**EXTRACT TO READ**
Well, he was asking the right person because I practically
had “all” of his known work, which meant all the freelance work he did and a
smattering of Timely hero work, where I could identify it. All this I copied
and prepared into a 500-page binder for Allen and his family.
A friendship developed as I spoke to Allen roughly every few
months, even meeting him and his lovely wife Roz in 2000 when they were up for
a family function in New Jersey. Allen and Roz took my family out to dinner and
Allen showed me his old New Jersey haunts.
In 2001 I began to interview Allen
in earnest for a formal interview which was published in Alter Ego magazine
in 2003. The success of the interview brought him to the attention of comic
convention promoters in Florida and Allen became a frequent guest, introducing
him to the world of fandom. In 2005, I put the interview online (first on a
friend’s website, later on my own blog) and Allen went viral! With an audience
well beyond the readership of a printed magazine, the world realized that there
was another wonderful golden-age creator who fandom had missed for decades.

**WORK REQUEST 1**
In the passage about Allen, rewrite the paragraph beginning "In 2001 I began to interview Allen" as a short list that keeps its main facts.
**WORK REQUEST 2**
Write the next part of the passage about Allen, starting after its final sentence.

**SOURCE MATERIAL**
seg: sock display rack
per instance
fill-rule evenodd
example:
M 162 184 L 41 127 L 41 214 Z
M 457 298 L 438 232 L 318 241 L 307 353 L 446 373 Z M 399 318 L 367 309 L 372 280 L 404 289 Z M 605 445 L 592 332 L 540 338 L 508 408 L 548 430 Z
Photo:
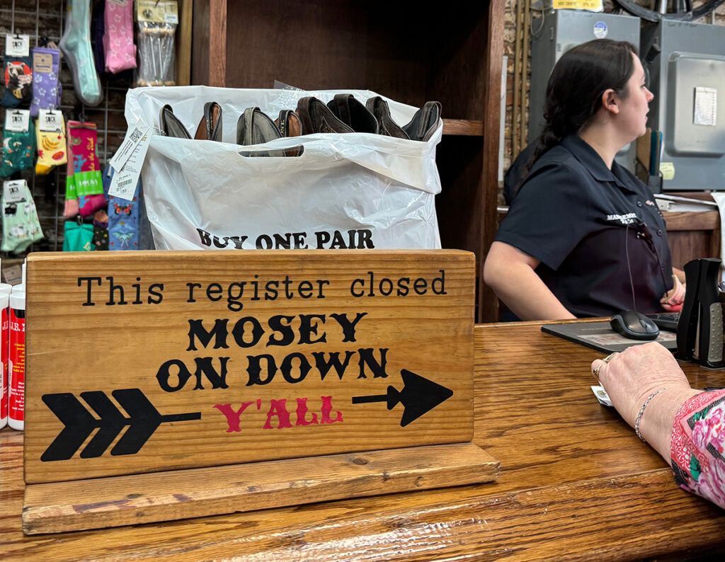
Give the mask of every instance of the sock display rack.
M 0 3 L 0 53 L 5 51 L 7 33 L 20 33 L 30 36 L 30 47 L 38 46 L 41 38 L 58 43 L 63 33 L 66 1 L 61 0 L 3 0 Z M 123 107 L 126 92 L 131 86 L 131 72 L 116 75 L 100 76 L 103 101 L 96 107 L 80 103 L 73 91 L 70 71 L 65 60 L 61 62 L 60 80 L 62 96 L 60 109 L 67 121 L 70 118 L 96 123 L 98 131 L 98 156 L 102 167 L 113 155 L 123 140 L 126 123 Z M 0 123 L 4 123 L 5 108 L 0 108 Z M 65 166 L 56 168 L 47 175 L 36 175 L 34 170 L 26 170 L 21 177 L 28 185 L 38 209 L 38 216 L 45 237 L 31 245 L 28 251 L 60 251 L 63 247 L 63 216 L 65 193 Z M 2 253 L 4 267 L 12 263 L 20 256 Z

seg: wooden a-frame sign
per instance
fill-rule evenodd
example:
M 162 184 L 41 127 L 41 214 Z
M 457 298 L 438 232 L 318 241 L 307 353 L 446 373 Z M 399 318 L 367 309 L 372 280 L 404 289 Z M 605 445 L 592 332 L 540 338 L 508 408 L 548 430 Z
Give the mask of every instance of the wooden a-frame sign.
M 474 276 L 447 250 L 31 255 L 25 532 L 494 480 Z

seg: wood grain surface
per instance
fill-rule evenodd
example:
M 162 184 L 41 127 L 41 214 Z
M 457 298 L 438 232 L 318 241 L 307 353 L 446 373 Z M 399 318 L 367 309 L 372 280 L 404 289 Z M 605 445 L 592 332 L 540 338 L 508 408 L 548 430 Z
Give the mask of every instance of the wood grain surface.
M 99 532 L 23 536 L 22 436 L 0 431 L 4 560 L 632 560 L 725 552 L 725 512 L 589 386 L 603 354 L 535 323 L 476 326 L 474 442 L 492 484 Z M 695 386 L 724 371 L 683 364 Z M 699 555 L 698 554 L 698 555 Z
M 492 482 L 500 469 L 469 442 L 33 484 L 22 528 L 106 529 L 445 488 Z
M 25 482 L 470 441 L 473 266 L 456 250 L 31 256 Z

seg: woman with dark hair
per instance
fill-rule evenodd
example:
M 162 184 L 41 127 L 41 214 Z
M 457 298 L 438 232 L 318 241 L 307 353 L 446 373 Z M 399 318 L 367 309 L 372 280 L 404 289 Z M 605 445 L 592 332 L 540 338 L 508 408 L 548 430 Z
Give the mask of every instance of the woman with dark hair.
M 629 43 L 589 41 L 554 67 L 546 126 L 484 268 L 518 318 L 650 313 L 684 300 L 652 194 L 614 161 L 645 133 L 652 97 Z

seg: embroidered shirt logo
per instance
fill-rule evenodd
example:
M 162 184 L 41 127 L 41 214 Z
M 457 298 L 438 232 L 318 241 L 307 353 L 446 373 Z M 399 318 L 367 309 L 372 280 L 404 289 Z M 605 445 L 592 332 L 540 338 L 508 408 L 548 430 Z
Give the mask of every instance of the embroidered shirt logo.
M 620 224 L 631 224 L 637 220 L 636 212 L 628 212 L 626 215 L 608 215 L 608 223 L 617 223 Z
...
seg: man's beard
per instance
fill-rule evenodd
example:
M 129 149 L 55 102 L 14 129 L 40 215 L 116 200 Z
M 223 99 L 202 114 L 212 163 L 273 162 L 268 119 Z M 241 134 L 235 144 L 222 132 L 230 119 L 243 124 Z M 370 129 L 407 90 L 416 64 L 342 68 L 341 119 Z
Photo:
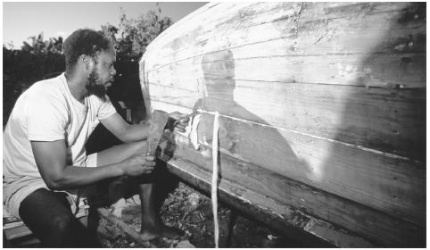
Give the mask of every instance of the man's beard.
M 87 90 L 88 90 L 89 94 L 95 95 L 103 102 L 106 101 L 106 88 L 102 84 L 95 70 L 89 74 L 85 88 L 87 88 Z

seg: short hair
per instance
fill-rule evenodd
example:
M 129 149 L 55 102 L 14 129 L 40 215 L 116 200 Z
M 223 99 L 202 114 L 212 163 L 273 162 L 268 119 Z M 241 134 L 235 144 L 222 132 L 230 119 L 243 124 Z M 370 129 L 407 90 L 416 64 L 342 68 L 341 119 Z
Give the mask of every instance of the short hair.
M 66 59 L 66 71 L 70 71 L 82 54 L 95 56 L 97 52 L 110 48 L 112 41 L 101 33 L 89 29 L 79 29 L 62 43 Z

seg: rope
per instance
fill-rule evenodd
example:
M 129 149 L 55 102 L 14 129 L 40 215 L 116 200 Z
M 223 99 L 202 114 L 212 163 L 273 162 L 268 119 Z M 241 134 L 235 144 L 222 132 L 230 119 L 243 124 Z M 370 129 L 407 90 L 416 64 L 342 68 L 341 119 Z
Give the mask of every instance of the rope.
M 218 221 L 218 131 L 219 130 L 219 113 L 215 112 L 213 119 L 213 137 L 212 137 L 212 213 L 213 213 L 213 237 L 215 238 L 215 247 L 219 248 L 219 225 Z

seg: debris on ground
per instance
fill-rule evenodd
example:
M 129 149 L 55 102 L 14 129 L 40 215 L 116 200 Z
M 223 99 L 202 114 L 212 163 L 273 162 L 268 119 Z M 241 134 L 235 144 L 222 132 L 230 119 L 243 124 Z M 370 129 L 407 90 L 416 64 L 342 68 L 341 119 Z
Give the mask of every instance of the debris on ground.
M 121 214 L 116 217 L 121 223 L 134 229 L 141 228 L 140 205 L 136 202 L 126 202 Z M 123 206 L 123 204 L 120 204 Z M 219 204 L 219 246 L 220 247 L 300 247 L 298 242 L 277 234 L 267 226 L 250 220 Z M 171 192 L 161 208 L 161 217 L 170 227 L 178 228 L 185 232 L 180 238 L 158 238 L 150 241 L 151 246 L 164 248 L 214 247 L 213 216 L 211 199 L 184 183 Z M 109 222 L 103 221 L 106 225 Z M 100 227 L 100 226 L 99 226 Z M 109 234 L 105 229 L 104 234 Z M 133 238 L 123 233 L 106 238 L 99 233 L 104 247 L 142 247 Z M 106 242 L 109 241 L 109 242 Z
...
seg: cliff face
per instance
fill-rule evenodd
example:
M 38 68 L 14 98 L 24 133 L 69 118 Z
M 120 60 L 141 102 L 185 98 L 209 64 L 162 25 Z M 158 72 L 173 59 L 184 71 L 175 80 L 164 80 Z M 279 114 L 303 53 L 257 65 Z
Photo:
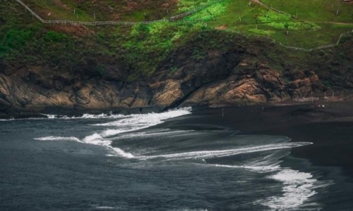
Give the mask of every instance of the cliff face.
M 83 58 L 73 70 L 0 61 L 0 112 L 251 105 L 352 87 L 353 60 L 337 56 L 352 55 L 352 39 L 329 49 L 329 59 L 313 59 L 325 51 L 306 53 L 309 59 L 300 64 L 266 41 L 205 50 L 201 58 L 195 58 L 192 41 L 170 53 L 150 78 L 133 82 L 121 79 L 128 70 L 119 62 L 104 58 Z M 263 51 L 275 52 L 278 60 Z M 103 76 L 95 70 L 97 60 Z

**TASK OUTPUT 1**
- 2001: The narrator began formally interviewing Allen.
- 2003: The interview was published in Alter Ego magazine.
- Its success brought Allen to the attention of comic convention promoters in Florida. He became a frequent guest and was introduced to fandom.
- 2005: The interview went online, first on a friend's website and later on the narrator's blog, and Allen went viral.
- The larger audience showed the world another golden-age creator whom fandom had missed for decades.

**TASK OUTPUT 2**
In 2007, Allen was an invited guest at Comicon International
in San Diego and received an Inkpot award. In the next 10 years, Allen and Roz
have been guests at practically every single major (and minor) convention in
the country. He is beloved wherever he goes, doing sketches, taking photos, signing
books and making people very happy. All of this culminated in Allen walking the
Red Carpet at the film premier of Captain America: The First Avenger in
July of 2011. As Allen has told me, if it weren’t for all these convention
appearances and his new fans, he’d probably be in a rocking chair!
Two days ago (as I write these words on Sunday, August 13,
2017), Allen threw out the first pitch at Miami Marlins Stadium before a game
between the Miami Marlins and the Colorado Rockies.
The cycle is complete. Validation. The works created by Allen
and his colleagues are now well-known and (more than) worthwhile. He was a vital
cog in an industry that thought itself nothing more than a means for selling
paper, but in retrospect created a billion-dollar industry and became a modern
cultural mythology. Allen is part of our Americana. I think that’s pretty damn
impressive.
— Dr. Michael
J. Vassallo
Postscript:
In 2018, I once again did a long interview with Allen for publication in the September, 2018 issue of Alter Ego Magazine, 14 years after my first interview published in 2004. Allen talks about more personal matters, opens up about his years at Timely in more detail than ever before, and speaks about his relationship with Stan Lee. That interview is now available HERE.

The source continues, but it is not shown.